O conceito de “casa” está na origem das palavras Economia e Ecologia. Ambas trazem na raiz o termo grego oikos = “casa”. Em suas origens, Economia é a arte de bem administrar a casa e Ecologia é o estudo (logia) das relações entre os seres vivos e o meio (casa) em que vivem.
O próprio criador do termo “Ecologia”, o biólogo alemão Ernst Haeckel, em 1869, ao definir Ecologia, destaca-a como sendo “a economia da natureza”, apontando essa ciência como “o conjunto de conhecimentos referentes à economia da natureza, à investigação de todas as relações do animal tanto com seu meio inorgânico quanto orgânico, incluindo, sobretudo, sua relação amistosa e hostil com aqueles animais e plantas com que se relaciona direta ou indiretamente.

__Listagem de dados__
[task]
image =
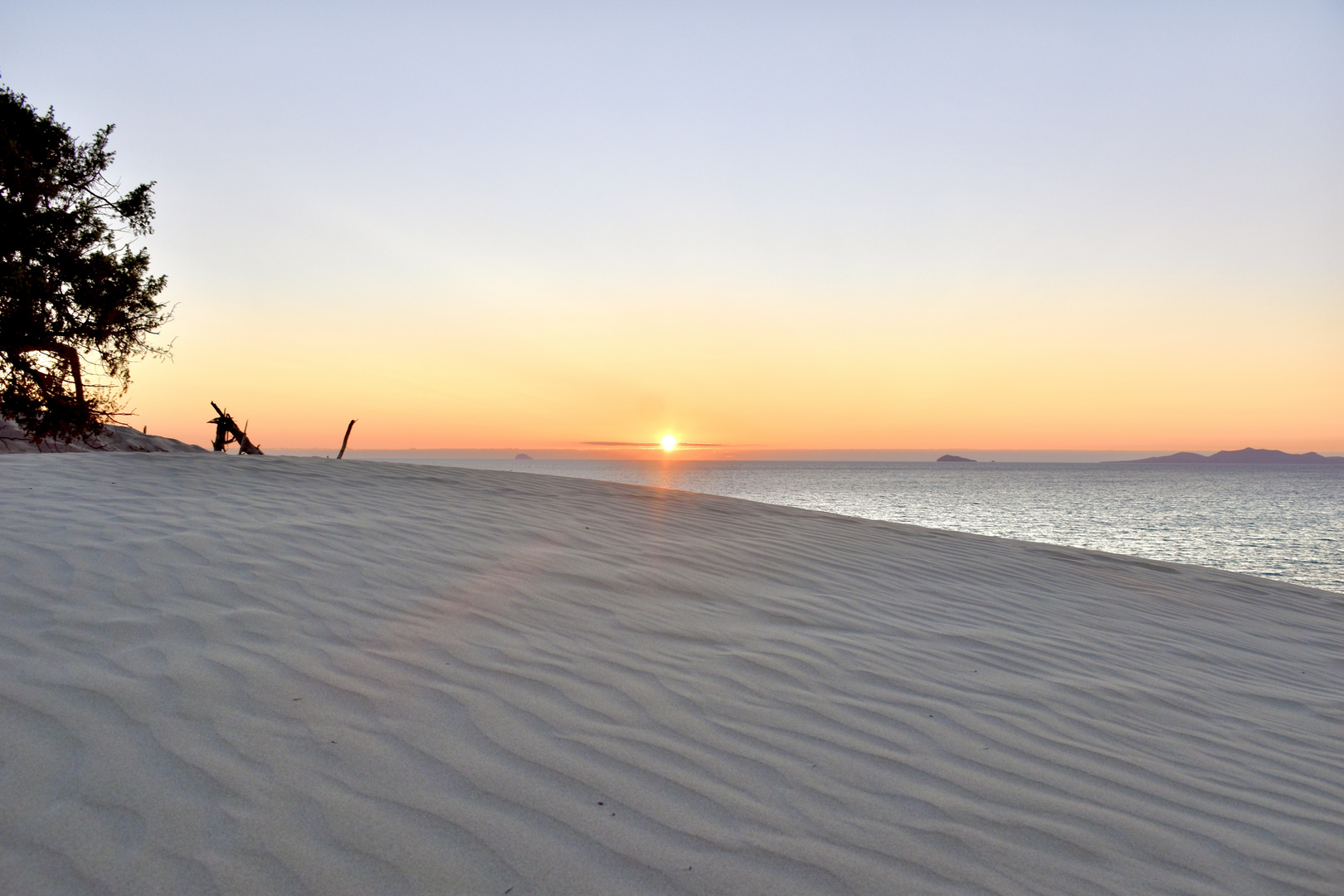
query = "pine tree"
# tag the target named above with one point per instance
(77, 299)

__O que se pede__
• 1. Reescreva de forma mais breve o parágrafo do texto selecionado que começa com "O conceito de “casa”", mantendo os fatos principais.
• 2. Indique se cada afirmação concorda com o texto selecionado, respondendo sim ou não e citando as palavras do texto que decidem a questão:
(a) Ernst Haeckel definiu Ecologia em 1869.
(b) Em suas origens, Economia é o estudo das relações entre os seres vivos.
(c) Ernst Haeckel era um biólogo alemão.

__Tarefas resolvidas__
• 1. Economia e Ecologia derivam do termo grego oikos, que significa "casa". Em sua origem, Economia é a arte de bem administrar a casa, e Ecologia é o estudo das relações entre os seres vivos e o meio em que vivem.

• 2.
(a) Sim: "Ernst Haeckel, em 1869, ao definir Ecologia".
(b) Não: "Economia é a arte de bem administrar a casa".
(c) Sim: "o biólogo alemão Ernst Haeckel".